----- Supplied information
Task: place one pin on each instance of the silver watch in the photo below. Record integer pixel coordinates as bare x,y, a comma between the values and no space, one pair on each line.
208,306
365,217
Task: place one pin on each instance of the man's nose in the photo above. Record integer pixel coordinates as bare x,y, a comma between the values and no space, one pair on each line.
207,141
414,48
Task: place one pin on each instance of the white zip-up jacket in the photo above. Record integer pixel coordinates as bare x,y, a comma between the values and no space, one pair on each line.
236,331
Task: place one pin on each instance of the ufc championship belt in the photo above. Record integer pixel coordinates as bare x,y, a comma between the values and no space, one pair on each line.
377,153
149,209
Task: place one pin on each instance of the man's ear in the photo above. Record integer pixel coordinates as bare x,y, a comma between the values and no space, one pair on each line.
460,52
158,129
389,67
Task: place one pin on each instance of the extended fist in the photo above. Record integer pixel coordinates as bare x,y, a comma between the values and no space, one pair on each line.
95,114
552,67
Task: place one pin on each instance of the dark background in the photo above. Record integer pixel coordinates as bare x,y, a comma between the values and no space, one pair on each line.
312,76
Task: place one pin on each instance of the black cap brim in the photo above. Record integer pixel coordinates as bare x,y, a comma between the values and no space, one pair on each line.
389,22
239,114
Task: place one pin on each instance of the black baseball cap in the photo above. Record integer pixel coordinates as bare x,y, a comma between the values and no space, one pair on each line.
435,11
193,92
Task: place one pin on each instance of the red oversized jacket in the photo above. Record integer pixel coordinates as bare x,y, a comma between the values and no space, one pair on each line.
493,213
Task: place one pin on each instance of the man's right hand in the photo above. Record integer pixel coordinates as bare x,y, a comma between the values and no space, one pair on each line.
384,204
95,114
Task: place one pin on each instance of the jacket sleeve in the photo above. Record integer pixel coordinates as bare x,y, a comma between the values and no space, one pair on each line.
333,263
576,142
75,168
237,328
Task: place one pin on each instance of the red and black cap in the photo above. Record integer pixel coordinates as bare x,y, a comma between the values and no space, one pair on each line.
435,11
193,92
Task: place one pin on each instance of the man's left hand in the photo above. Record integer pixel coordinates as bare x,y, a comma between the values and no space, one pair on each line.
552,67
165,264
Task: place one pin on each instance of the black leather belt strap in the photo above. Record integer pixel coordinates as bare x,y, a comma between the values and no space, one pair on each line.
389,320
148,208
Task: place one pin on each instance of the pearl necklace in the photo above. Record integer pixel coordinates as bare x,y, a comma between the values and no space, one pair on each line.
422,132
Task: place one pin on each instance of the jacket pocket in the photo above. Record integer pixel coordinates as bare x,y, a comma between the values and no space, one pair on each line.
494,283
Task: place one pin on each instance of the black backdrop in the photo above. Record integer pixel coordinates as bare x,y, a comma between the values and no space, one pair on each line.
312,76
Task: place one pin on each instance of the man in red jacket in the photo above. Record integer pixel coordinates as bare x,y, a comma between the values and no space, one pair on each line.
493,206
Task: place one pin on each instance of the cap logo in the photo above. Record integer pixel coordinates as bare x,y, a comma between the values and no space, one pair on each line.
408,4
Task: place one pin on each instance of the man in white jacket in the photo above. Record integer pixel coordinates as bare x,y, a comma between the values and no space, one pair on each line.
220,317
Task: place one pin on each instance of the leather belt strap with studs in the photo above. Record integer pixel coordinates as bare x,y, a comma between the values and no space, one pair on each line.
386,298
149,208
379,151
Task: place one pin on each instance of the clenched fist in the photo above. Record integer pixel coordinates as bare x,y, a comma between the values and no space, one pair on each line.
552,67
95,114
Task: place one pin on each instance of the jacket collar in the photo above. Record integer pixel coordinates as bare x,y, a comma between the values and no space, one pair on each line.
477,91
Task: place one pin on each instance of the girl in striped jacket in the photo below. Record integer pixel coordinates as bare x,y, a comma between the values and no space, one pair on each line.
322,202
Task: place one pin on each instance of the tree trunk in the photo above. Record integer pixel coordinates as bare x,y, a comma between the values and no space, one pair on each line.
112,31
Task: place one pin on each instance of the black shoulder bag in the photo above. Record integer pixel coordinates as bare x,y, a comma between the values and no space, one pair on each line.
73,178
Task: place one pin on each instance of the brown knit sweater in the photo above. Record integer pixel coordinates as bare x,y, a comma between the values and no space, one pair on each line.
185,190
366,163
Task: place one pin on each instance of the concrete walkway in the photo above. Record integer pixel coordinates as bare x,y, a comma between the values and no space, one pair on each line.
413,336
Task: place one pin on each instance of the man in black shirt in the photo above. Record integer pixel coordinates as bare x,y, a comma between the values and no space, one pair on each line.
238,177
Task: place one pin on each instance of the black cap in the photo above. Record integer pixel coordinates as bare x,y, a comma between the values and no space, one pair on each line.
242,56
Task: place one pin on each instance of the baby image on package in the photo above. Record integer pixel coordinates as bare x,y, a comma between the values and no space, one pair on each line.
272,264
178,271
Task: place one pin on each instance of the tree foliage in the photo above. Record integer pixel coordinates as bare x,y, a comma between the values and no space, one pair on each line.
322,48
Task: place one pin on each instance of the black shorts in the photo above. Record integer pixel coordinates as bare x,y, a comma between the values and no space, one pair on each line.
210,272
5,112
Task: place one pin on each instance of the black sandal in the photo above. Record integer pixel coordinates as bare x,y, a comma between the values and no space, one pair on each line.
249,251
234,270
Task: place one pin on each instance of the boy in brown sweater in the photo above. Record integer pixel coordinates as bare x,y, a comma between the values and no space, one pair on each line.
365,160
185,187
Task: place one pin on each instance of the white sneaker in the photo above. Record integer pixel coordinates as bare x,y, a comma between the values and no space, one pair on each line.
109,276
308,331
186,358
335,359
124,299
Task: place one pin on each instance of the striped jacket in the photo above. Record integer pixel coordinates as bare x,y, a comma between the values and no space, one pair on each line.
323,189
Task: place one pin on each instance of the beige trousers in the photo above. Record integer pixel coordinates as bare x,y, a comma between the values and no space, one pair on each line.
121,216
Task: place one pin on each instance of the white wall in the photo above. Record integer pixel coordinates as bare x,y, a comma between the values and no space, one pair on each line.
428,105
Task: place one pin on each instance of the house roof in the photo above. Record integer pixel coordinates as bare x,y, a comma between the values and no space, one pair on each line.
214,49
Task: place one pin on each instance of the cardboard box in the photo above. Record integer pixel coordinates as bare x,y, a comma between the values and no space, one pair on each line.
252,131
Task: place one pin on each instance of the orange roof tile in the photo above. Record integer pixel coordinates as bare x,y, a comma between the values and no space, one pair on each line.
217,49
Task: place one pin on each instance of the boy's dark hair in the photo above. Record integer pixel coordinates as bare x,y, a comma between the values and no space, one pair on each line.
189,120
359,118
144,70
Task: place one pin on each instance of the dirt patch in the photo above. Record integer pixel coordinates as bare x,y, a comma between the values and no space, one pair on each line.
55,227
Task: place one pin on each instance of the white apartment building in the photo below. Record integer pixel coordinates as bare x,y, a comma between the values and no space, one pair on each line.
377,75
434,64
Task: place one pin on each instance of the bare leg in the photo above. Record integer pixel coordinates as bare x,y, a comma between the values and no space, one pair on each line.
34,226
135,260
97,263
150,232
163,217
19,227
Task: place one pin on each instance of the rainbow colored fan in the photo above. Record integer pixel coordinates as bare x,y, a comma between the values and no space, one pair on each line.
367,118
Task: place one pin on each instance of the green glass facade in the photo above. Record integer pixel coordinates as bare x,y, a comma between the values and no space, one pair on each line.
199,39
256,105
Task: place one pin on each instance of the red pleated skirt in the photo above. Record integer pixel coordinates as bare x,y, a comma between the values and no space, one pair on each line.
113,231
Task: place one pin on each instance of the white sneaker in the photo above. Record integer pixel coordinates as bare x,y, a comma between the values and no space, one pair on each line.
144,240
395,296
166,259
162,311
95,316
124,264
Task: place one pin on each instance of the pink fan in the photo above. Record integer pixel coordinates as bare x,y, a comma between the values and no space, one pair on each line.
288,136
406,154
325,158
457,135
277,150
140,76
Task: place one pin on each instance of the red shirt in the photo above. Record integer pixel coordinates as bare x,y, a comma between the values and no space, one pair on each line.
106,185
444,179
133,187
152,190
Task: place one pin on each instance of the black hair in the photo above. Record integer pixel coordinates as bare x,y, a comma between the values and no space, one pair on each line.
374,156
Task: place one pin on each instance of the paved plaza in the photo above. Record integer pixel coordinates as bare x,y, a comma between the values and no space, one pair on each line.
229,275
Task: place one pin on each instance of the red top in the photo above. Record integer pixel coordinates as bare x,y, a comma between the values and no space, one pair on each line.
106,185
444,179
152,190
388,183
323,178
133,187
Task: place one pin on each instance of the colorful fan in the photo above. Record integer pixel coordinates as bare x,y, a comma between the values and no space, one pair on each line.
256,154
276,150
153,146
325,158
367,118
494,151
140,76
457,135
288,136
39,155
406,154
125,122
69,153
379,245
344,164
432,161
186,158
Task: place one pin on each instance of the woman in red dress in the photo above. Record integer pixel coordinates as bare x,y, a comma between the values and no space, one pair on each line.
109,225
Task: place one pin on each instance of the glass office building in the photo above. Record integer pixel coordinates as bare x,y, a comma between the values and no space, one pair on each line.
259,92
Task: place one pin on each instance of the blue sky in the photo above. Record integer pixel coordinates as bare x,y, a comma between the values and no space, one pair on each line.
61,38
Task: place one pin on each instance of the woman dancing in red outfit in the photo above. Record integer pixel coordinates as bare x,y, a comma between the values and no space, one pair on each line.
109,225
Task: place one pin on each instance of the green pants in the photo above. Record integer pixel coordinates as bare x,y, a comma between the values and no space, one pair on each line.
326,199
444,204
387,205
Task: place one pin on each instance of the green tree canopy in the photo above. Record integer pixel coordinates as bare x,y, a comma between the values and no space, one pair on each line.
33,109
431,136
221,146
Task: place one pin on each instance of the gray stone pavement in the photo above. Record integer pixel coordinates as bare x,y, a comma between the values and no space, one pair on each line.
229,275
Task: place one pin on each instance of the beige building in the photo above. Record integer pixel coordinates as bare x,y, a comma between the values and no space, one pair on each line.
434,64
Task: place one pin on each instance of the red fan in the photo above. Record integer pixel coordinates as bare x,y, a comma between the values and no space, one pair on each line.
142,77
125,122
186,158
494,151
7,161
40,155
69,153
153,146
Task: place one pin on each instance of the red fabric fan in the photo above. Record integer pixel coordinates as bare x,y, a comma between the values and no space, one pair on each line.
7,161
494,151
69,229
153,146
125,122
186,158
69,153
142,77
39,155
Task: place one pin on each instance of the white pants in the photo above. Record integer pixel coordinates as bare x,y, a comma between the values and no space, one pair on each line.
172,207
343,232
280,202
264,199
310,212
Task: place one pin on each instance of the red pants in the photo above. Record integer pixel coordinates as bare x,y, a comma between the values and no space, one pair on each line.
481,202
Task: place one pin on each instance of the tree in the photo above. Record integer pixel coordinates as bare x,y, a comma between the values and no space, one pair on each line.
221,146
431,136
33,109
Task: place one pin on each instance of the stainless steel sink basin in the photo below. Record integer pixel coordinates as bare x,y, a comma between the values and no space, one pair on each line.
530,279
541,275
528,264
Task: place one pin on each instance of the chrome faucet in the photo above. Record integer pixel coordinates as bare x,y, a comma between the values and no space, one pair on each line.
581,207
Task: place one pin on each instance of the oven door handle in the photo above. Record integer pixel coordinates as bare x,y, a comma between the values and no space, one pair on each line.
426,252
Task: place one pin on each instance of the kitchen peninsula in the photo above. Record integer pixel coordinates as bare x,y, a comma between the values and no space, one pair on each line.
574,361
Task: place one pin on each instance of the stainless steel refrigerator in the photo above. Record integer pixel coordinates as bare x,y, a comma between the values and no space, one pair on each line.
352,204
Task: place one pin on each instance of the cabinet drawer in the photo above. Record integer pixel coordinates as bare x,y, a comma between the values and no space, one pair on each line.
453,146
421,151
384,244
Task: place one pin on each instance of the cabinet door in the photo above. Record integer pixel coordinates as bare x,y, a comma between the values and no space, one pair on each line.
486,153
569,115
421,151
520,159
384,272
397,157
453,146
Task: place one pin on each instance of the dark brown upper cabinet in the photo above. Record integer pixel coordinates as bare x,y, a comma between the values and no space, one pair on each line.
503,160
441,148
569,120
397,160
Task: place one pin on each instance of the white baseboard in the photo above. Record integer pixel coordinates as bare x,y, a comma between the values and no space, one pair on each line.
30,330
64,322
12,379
----------
## Task directions
Reproduce verbatim the lines starting at the line containing "Task: place one pin on each instance of the chrome" and ending at the final line above.

## Exercise response
Task: place one pin on each instance of the chrome faucet in the photo above. Record integer pixel coordinates as bare x,y, a comma between the values and no space, one pair on each line.
581,207
Task: place one pin on each instance of the oven door handle in the photo above. Record integer pixel coordinates as bare x,y, a comma between the values and no space, one pair on each line.
426,252
Task: place one pin on each instance of the kitchen peninsula in the photo above. Record integer pixel coordinates as bare x,y, a comma between the values and no space, one pair on each line.
574,361
Task: place one pin on each instance of the stainless steel refrigerator in the photo above. Record integer pixel coordinates as bare x,y, a comma between the values and no space, one pair on each line.
352,204
Task: place one pin on each instance of the cabinet drawer in the photo above. Record integer pixel coordinates as bare x,y, a comma between the values and no space, one pair on each line.
453,146
421,151
384,244
Task: place one pin on each instance of the cabinet door in the photo above. Record integer pixel coordinates as bare x,y, a comma between the values and no space, one pair on each line.
486,153
569,115
421,151
520,159
384,272
397,157
453,146
Task: place one pin on each instance of the dark brown upper cabinet in the photo above. Record integer pixel coordinates as bare x,y, a comma between the values and no space, one pair on each line.
503,160
441,148
569,120
397,160
Task: place one pin on each instance of the white baseboard in the photo above. Record integer pixel coordinates as bare x,y, a comma between the values and no space, one pair on each line.
30,330
64,322
12,379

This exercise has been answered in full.